__Written exercise__. Can you recast all the entries below as a numbered list, skipping any blank lines and leaving the pictures out?

__Input data__.
#####

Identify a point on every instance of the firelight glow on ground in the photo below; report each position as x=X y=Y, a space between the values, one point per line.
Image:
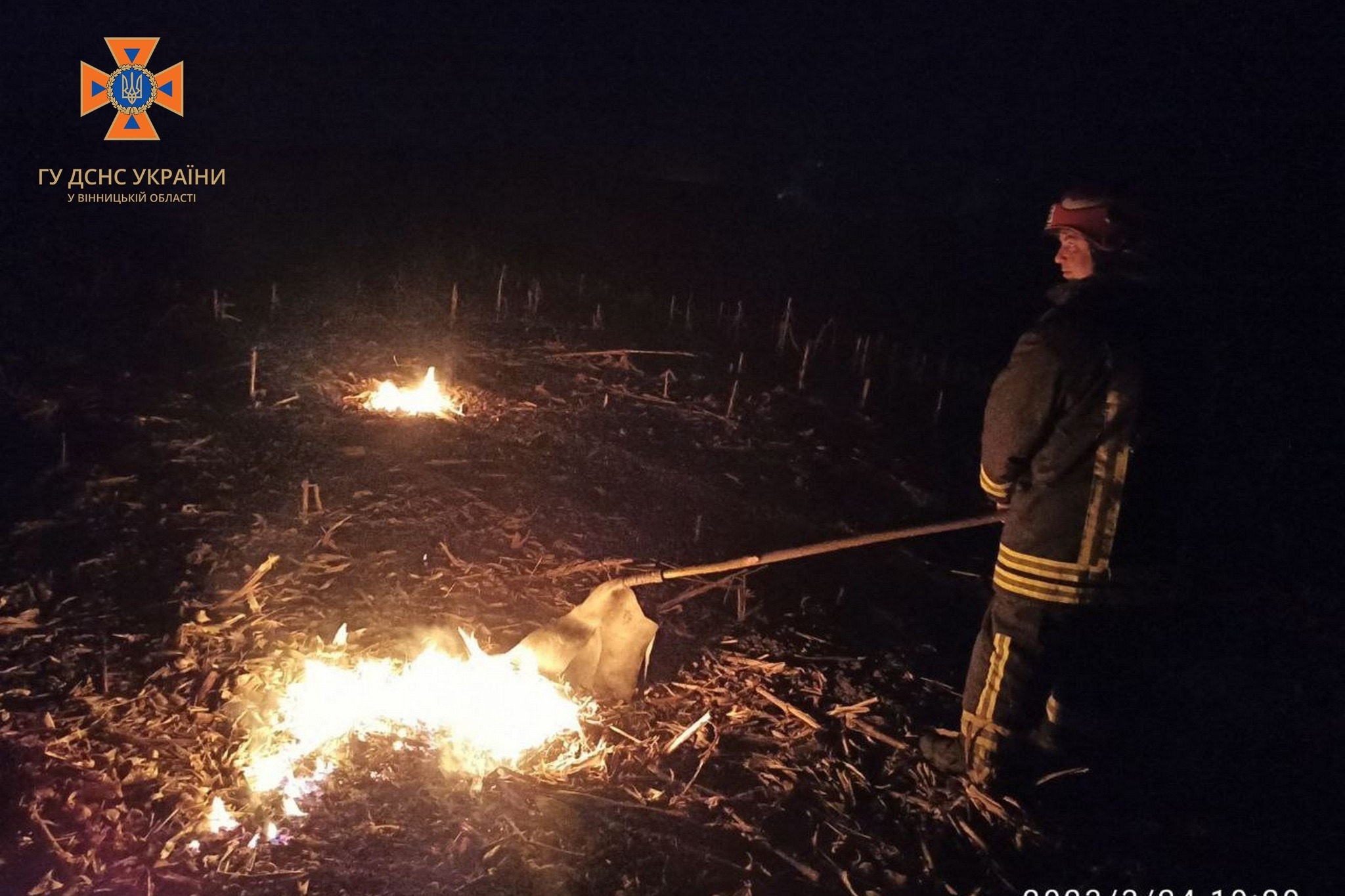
x=481 y=712
x=426 y=398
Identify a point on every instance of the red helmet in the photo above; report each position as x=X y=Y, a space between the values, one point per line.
x=1091 y=217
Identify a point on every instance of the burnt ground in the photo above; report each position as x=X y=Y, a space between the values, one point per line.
x=127 y=644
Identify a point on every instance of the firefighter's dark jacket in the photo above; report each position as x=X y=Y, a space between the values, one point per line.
x=1057 y=436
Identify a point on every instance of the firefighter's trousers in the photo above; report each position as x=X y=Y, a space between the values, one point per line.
x=1034 y=662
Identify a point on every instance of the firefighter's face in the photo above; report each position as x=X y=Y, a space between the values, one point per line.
x=1074 y=255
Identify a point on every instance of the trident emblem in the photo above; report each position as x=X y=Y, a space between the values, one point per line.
x=132 y=86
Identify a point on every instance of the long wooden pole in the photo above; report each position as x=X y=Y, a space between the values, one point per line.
x=811 y=550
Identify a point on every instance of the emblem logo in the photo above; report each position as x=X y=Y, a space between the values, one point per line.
x=131 y=89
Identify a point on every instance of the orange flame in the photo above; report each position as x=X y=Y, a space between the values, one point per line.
x=427 y=398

#####

__Result of this task__.
1. Identify a point on every instance of the firelight glow on ground in the photo below; report each position as x=X y=Y, a space between the values, one point per line.
2. Image:
3. x=481 y=712
4. x=426 y=398
5. Identify a point on every instance of the red helmet in the photo above; report each position as x=X y=Y, a space between the values, one point per line.
6. x=1091 y=217
7. Identify a point on every instance of the burnt ground in the photo above; report each position as x=X y=Y, a space between the values, one point per line.
8. x=127 y=644
9. Identify a point on every instance of the firefighter's dark jacket in the photo above; report each position as x=X y=Y, a space between the values, one point per line.
10. x=1057 y=436
11. Identify a point on every instance of the firefighter's trousers in the photo above; report each position as x=X y=Y, a space between the values, one point per line.
12. x=1034 y=662
13. Identify a point on every instance of the firefighter's face in the photo above; report each position as x=X y=Y, a space between the values, one point per line.
14. x=1074 y=255
15. Identify a point on every instance of the trident emblem in the photo above; report each position as x=X y=Y, a space between the values, one point per line.
16. x=132 y=86
17. Identify a point on every instance of the long wooden pole in the photo above; report each position as x=X y=Y, a space between the values, one point per line.
18. x=811 y=550
19. Identify a point on every instance of the emblem logo in the photo above; report each position as x=X y=Y, a space between the values, one point per line.
20. x=131 y=89
21. Identify a point on every instance of the orange flame in the photo above; report each position as x=X y=Y, a space between the values, one point per line.
22. x=427 y=398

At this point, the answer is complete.